→ **Supplied data**
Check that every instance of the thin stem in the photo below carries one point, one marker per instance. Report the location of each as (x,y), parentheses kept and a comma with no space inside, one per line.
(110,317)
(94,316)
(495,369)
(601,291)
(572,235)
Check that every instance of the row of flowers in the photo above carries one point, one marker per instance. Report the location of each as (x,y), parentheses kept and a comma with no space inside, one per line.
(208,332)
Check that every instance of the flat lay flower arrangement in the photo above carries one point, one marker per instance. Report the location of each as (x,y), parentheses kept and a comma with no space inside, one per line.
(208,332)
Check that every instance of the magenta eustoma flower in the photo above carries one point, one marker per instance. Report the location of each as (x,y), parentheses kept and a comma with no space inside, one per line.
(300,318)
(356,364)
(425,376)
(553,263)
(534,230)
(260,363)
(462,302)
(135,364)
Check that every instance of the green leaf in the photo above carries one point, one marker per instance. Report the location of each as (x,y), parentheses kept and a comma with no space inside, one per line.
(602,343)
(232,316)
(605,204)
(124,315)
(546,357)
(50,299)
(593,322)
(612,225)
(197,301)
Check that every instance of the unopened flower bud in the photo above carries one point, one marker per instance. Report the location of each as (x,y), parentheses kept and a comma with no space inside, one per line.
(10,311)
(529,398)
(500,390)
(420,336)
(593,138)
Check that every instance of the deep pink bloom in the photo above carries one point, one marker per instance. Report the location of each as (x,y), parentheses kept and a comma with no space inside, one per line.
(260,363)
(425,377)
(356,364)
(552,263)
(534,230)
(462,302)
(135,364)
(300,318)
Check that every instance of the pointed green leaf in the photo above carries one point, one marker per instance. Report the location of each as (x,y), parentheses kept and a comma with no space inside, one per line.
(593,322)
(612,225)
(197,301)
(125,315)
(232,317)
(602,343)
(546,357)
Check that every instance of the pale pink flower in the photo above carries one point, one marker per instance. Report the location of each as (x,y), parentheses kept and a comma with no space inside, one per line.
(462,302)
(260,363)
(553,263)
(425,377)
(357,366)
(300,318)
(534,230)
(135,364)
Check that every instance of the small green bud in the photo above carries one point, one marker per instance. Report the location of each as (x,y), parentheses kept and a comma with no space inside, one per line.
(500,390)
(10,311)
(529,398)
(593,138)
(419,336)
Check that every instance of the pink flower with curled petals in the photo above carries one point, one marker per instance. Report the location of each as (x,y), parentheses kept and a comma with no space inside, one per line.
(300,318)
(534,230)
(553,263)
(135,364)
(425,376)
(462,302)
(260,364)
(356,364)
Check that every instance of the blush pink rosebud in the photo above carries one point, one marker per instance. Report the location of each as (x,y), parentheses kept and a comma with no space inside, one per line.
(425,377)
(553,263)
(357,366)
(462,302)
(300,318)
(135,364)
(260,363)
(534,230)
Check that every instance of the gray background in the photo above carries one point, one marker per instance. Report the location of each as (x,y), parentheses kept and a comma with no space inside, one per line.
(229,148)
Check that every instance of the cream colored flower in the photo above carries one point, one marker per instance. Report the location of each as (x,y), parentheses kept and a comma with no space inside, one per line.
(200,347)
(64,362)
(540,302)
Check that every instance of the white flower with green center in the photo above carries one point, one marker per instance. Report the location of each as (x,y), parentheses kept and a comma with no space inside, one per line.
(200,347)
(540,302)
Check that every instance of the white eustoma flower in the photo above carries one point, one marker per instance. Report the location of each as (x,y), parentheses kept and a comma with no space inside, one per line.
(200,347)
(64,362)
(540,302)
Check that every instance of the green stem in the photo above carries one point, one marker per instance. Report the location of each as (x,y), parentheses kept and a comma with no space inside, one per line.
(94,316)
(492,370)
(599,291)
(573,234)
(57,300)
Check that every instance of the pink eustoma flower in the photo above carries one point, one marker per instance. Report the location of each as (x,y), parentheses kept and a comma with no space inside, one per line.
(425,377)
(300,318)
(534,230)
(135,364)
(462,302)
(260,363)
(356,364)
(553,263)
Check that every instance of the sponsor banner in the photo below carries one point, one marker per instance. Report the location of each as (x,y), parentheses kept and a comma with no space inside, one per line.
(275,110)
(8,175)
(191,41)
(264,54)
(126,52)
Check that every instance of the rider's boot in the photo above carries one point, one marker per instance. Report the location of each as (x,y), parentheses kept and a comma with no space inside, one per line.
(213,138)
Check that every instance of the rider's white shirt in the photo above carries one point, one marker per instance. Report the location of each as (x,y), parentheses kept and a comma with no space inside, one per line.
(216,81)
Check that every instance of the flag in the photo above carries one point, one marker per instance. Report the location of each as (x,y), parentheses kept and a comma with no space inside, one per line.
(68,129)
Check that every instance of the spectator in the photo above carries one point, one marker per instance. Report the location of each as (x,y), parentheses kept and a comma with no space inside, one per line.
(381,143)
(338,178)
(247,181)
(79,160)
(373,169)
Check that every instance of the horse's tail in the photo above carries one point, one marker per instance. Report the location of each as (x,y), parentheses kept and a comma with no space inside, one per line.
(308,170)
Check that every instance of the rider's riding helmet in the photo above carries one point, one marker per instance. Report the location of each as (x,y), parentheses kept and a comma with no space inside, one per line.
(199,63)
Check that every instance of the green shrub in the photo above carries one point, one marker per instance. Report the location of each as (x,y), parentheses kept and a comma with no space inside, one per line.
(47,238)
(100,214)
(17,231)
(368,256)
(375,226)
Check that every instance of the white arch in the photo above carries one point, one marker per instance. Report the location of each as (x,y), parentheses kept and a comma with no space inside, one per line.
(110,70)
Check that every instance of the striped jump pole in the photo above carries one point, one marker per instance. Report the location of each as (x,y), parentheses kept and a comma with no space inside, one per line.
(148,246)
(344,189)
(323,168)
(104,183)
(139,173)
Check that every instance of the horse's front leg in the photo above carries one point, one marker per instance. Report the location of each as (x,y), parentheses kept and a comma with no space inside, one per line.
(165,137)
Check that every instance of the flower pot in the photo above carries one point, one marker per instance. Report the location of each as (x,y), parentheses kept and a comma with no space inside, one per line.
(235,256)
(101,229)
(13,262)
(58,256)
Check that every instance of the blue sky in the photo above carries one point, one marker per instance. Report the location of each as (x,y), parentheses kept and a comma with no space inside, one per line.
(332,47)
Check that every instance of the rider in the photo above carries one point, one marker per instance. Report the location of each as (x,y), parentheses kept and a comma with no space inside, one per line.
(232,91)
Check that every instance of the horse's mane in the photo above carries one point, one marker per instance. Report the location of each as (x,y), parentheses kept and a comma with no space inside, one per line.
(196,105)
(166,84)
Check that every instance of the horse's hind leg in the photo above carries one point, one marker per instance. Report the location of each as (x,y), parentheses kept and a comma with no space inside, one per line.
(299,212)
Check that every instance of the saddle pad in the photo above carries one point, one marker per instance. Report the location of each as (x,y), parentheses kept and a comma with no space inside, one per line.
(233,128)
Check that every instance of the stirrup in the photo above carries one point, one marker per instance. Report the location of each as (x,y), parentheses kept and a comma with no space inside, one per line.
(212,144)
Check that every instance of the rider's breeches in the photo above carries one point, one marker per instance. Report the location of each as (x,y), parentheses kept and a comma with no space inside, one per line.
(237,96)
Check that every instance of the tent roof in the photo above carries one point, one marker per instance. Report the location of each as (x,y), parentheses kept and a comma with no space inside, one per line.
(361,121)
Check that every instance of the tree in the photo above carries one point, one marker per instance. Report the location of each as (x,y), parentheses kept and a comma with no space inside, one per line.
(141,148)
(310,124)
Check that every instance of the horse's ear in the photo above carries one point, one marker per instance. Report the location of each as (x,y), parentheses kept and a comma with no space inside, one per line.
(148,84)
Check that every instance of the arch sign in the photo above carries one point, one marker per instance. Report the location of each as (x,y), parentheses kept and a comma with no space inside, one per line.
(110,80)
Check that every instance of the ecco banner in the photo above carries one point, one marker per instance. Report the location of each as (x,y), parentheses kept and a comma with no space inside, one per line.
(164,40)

→ **Stated task**
Repeat exactly the lines from the line containing "Check that every instance of the horse's ear" through the end of the listing above; both boundary lines are part of the output.

→ **Response for this exercise**
Check that every instance of the horse's ear in the photo above carries one point, one marker per instance. Report the location of each as (x,y), parentheses kept and a comma with no space inside, one per line.
(148,84)
Check that every instance of the arch sign in the photo above carries one point, one marker per instance. Report the location of each as (x,y), parentheses kept and a comma with no space inside, one per line.
(110,80)
Check that every instance of the ecco banner in the photo above carries one point, one marker per instance. Report the location of each as (x,y), parentheses kept and a comma with no space inside, one per line.
(164,40)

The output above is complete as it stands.